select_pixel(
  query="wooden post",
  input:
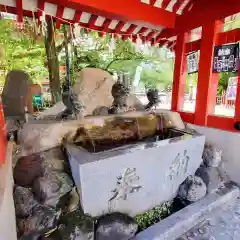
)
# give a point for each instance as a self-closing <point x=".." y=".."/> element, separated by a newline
<point x="237" y="103"/>
<point x="180" y="72"/>
<point x="207" y="84"/>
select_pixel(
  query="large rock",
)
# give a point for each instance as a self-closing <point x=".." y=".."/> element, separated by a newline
<point x="93" y="88"/>
<point x="76" y="226"/>
<point x="192" y="189"/>
<point x="24" y="201"/>
<point x="49" y="189"/>
<point x="14" y="98"/>
<point x="212" y="156"/>
<point x="30" y="167"/>
<point x="115" y="226"/>
<point x="41" y="221"/>
<point x="39" y="136"/>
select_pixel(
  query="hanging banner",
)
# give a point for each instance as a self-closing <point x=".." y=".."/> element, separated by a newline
<point x="192" y="62"/>
<point x="226" y="58"/>
<point x="232" y="88"/>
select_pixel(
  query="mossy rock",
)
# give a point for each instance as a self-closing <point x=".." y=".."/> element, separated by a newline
<point x="149" y="218"/>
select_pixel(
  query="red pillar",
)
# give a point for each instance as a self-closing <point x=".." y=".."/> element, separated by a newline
<point x="207" y="85"/>
<point x="3" y="140"/>
<point x="215" y="76"/>
<point x="237" y="103"/>
<point x="180" y="72"/>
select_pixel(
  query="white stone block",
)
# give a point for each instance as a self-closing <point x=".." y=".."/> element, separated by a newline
<point x="133" y="179"/>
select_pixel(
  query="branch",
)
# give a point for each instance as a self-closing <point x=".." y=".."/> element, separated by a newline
<point x="61" y="46"/>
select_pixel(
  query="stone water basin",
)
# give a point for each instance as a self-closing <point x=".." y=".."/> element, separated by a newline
<point x="141" y="169"/>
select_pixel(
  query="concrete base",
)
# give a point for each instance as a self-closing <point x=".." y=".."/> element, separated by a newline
<point x="179" y="223"/>
<point x="134" y="178"/>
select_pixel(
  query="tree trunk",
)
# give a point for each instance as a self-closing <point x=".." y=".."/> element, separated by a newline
<point x="52" y="61"/>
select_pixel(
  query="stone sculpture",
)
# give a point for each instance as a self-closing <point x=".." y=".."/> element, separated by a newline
<point x="120" y="94"/>
<point x="152" y="96"/>
<point x="74" y="107"/>
<point x="192" y="189"/>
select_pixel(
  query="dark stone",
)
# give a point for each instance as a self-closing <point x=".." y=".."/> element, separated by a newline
<point x="152" y="96"/>
<point x="27" y="169"/>
<point x="41" y="221"/>
<point x="115" y="226"/>
<point x="50" y="188"/>
<point x="24" y="201"/>
<point x="212" y="177"/>
<point x="14" y="98"/>
<point x="192" y="189"/>
<point x="76" y="226"/>
<point x="120" y="94"/>
<point x="30" y="167"/>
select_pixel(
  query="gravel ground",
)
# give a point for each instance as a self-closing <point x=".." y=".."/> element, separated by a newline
<point x="221" y="225"/>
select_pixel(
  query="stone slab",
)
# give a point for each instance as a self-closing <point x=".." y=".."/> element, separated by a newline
<point x="134" y="179"/>
<point x="179" y="223"/>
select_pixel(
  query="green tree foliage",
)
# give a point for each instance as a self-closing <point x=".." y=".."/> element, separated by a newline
<point x="21" y="51"/>
<point x="24" y="49"/>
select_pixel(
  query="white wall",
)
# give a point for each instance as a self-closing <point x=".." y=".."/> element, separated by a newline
<point x="229" y="142"/>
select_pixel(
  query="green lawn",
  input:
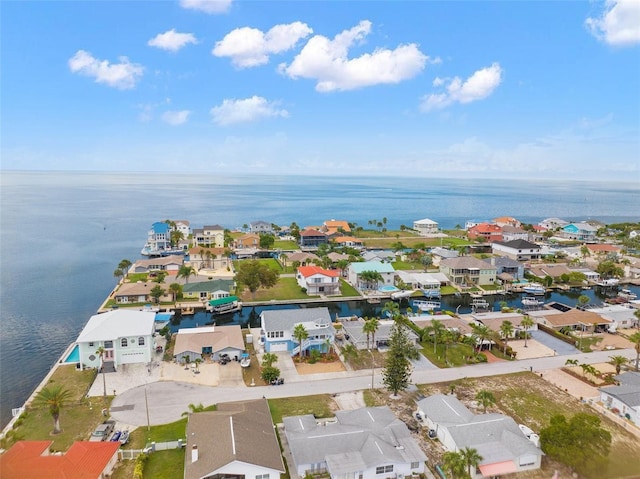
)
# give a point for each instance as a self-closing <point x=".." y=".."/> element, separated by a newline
<point x="77" y="420"/>
<point x="320" y="405"/>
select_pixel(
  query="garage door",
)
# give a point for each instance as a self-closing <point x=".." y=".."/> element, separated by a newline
<point x="129" y="358"/>
<point x="278" y="347"/>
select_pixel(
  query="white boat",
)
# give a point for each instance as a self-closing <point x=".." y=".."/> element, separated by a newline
<point x="401" y="294"/>
<point x="534" y="288"/>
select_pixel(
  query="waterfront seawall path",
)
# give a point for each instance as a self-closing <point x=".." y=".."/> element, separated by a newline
<point x="166" y="400"/>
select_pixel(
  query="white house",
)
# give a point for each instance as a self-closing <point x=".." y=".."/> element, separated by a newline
<point x="278" y="326"/>
<point x="498" y="439"/>
<point x="126" y="336"/>
<point x="425" y="227"/>
<point x="317" y="280"/>
<point x="366" y="443"/>
<point x="356" y="269"/>
<point x="238" y="440"/>
<point x="624" y="399"/>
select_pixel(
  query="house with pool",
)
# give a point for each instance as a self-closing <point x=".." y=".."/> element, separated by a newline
<point x="125" y="335"/>
<point x="278" y="326"/>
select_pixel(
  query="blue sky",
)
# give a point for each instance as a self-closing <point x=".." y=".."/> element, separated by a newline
<point x="418" y="89"/>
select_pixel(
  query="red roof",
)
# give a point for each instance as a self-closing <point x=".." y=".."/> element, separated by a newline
<point x="307" y="271"/>
<point x="32" y="460"/>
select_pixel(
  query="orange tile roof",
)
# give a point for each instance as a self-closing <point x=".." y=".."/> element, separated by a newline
<point x="307" y="271"/>
<point x="32" y="460"/>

____

Extract every line of the data exactly; pictures stay out.

select_pixel(
  query="wooden post",
  input:
)
# give a point for each instance as a self-closing <point x=".." y=".."/> element, separated by a newline
<point x="237" y="103"/>
<point x="180" y="72"/>
<point x="207" y="84"/>
select_pixel(
  query="large rock",
)
# give a point for each instance as a self-closing <point x=".." y=".."/> element, separated by a newline
<point x="93" y="88"/>
<point x="76" y="226"/>
<point x="192" y="189"/>
<point x="24" y="201"/>
<point x="49" y="189"/>
<point x="14" y="98"/>
<point x="212" y="156"/>
<point x="30" y="167"/>
<point x="115" y="226"/>
<point x="41" y="221"/>
<point x="39" y="136"/>
select_pixel(
  query="hanging banner",
)
# give a point for each instance as a self-closing <point x=".." y=".."/> element, separated by a newline
<point x="192" y="62"/>
<point x="226" y="58"/>
<point x="232" y="88"/>
select_pixel(
  query="mossy rock",
)
# give a point for each instance as a self-closing <point x=".." y=".."/> element, separated by a newline
<point x="149" y="218"/>
select_pixel(
  query="red pillar",
)
# give a point for each instance as a self-closing <point x=".." y=".."/> element, separated by a newline
<point x="207" y="85"/>
<point x="3" y="140"/>
<point x="215" y="76"/>
<point x="237" y="103"/>
<point x="180" y="72"/>
select_pixel(
  query="white stone block",
)
# give a point for each instance as a self-closing <point x=".." y=".."/> element, separated by a newline
<point x="133" y="179"/>
select_pixel(
  query="branch",
)
# give a point for each instance as a self-closing <point x=".." y=".."/> element, separated by a newline
<point x="61" y="46"/>
select_pixel(
  query="stone water basin",
)
# give a point for each instance as a self-closing <point x=".." y=".."/> element, separated by a newline
<point x="141" y="169"/>
select_pixel(
  query="concrete base",
)
# give a point for each instance as a self-closing <point x=".." y=".."/> element, separated by a newline
<point x="179" y="223"/>
<point x="134" y="178"/>
select_pixel(
  query="tree trunk",
)
# give a point for each instance as a self-closing <point x=".." y=".."/> element, separated by a newline
<point x="52" y="61"/>
select_pixel(
  query="stone sculpture",
)
# give a point for each instance as a self-closing <point x=".." y=".."/> element, separated by a newline
<point x="120" y="94"/>
<point x="152" y="96"/>
<point x="74" y="107"/>
<point x="192" y="189"/>
select_pixel(
  query="dark stone",
)
# give a point for each instance as a self-closing <point x=".." y=".."/> element, separated by a newline
<point x="152" y="96"/>
<point x="27" y="169"/>
<point x="41" y="221"/>
<point x="115" y="226"/>
<point x="50" y="188"/>
<point x="24" y="201"/>
<point x="212" y="177"/>
<point x="14" y="98"/>
<point x="192" y="189"/>
<point x="76" y="226"/>
<point x="120" y="94"/>
<point x="30" y="167"/>
select_pixel(
  query="gravel ground",
)
# give a point for each instance as a self-closing <point x=".." y=".."/> element, separated by a newline
<point x="221" y="225"/>
select_pixel(
  query="stone slab",
)
# give a point for each instance as a self-closing <point x=".." y=".."/> element, separated by a newline
<point x="134" y="179"/>
<point x="179" y="223"/>
select_pixel(
  query="green tree foliage",
)
# give a point for each instance as a self-closing <point x=".." y=".."/> element, separated by a newline
<point x="21" y="51"/>
<point x="24" y="49"/>
select_pixel(
  query="white wall",
)
# give a point for each instance as a self-closing <point x=".." y=".."/> element, separated by a newline
<point x="229" y="142"/>
select_pixel(
  query="green lawn",
  input:
)
# give a point for each instance as a self-closing <point x=".." y=".."/> element, separated by a newline
<point x="77" y="420"/>
<point x="320" y="405"/>
select_pixel(
  query="garage door",
)
# give a point for each instance as a self-closing <point x=".." y=".."/> element, separated by a newline
<point x="129" y="358"/>
<point x="278" y="347"/>
select_pixel(
  query="white boat",
)
# give a point for each instance as a self-closing <point x=".." y=".."/> element, separated by a newline
<point x="401" y="294"/>
<point x="534" y="288"/>
select_pixel(
  query="waterfront seawall path",
)
# give a point for each instance as a self-closing <point x=".." y=".."/> element, separated by a newline
<point x="166" y="400"/>
select_pixel(
  query="white house",
)
# give a point for each instance as a self-closing <point x=".." y=".."/> element, separated by a newline
<point x="278" y="326"/>
<point x="498" y="439"/>
<point x="126" y="336"/>
<point x="425" y="227"/>
<point x="317" y="280"/>
<point x="366" y="443"/>
<point x="356" y="269"/>
<point x="238" y="440"/>
<point x="624" y="399"/>
select_pixel(
  query="house with pool",
)
# give a point for each instance as a self-closing <point x=".." y=".."/> element, separated by a newline
<point x="125" y="335"/>
<point x="278" y="326"/>
select_pixel(
  query="blue sky",
)
# give a point for each instance as a self-closing <point x=".." y=".."/> element, separated by a newline
<point x="418" y="89"/>
select_pixel(
  query="red roof",
)
# give a point for each instance as a self-closing <point x=".." y=".."/> element, separated by a newline
<point x="307" y="271"/>
<point x="32" y="460"/>
select_pixel(
  query="orange tile roof",
)
# give a point for each instance as a self-closing <point x=".." y=".."/> element, separated by a newline
<point x="307" y="271"/>
<point x="32" y="460"/>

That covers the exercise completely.